(Задание): Обновите фрагмент текста о Прокофьеве: перепишите его начиная со слов «Вскоре, пройдя через» и заканчивая словами «только два-три экзамена.», везде заменив «десятиклассник» на «выпускник».

### Текст для чтения

Юрий Герт - Раскрепощение
«От тебя самого все зависит»,— нет, для Ивана Васильевича это не случайные, не бездумно брошенные слова...
7С Прокофьевым я часто виделся на заводе, но все как-то мимоходом. Сначала в парткоме, куда он заглянул после ночной смены: нужно было готовиться к итоговому политзанятию, он спешил взять необходимую литературу.
Потом мы встречались в цеху — в ту неделю Прокофьев работал в ночь, днем хлопотал по делам «Прожектора».
Поговорить же, и обстоятельно, мне хотелось, и я сам направился к Ивану Васильевичу домой в субботний вечер.
Он зашел за мной точно, минута в минуту — черный костюм, белая рубашка, несколько торжественное выражение лица: я был уже не просто приезжим журналистом, а его гостем.
Вскоре, пройдя через старый,— оказывается, и в Темиртау есть такие! — сплошь затененный раскидистыми кленами двор, поднялись по прохладной после предвечернего уличного зноя лестнице на второй этаж. Днем раньше я побывал у директора завода и теперь, сравнивая квартиры, особой разницы не заметил — та же полированная мебель, тот же шкаф с книгами, тот же не загроможденный вещами уют. Я познакомился с женой Прокофьева, Аллой Корниловной, красивой крупной женщиной, с уверенными движениями, властным голосом, приветливой улыбкой.
Третьим членом семьи Прокофьевых был Юра, десятиклассник, вернее, почти уже и не десятиклассник, ему оставалось только два-три экзамена.
— Юрий Иванович,— представился он, не моргнув глазом, отвечая на мое рукопожатие. И с этой же, самой первой, минуты между нами возникли отношения, свойственные людям давно знакомым, которые уважают друг в друге независимость мнений, а неизбежные по возрасту расхождения обоюдно смягчают юмором.

######
### Список

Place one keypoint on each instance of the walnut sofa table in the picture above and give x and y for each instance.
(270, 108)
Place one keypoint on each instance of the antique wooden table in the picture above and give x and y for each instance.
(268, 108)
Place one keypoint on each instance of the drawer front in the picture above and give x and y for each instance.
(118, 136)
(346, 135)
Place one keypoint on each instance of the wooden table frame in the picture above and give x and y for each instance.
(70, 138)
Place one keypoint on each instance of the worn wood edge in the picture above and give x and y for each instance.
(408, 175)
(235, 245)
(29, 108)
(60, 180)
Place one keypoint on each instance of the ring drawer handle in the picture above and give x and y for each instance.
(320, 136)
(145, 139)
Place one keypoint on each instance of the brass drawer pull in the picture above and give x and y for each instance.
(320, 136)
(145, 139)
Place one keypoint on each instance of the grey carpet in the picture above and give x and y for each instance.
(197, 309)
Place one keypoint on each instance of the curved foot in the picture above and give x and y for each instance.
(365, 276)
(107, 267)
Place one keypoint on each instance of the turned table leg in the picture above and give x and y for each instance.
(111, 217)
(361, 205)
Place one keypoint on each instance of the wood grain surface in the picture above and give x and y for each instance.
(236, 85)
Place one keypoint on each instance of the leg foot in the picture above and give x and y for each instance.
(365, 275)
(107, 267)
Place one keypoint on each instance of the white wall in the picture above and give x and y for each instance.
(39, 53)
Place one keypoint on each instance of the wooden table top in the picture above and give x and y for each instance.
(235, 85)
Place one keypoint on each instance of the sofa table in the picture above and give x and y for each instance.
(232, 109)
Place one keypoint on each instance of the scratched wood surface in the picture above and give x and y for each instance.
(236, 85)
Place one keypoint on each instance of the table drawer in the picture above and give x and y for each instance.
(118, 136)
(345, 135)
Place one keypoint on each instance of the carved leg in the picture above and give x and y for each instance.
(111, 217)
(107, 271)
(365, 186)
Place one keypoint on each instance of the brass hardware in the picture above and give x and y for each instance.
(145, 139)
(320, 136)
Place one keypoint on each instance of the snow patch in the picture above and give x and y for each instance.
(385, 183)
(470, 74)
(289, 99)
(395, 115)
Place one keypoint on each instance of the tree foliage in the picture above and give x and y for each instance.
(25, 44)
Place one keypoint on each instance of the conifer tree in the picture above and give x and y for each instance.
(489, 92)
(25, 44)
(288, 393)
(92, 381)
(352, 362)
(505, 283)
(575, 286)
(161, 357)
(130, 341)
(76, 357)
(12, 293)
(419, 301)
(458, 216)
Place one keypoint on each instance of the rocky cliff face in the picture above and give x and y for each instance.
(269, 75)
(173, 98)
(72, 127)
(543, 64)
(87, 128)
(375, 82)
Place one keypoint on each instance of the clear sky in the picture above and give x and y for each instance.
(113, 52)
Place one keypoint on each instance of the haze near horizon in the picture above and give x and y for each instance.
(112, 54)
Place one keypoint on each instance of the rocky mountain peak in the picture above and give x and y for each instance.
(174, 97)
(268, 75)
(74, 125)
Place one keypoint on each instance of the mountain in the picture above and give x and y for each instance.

######

(Ответ):
Вскоре, пройдя через старый,— оказывается, и в Темиртау есть такие! — сплошь затененный раскидистыми кленами двор, поднялись по прохладной после предвечернего уличного зноя лестнице на второй этаж. Днем раньше я побывал у директора завода и теперь, сравнивая квартиры, особой разницы не заметил — та же полированная мебель, тот же шкаф с книгами, тот же не загроможденный вещами уют. Я познакомился с женой Прокофьева, Аллой Корниловной, красивой крупной женщиной, с уверенными движениями, властным голосом, приветливой улыбкой.
Третьим членом семьи Прокофьевых был Юра, выпускник, вернее, почти уже и не выпускник, ему оставалось только два-три экзамена.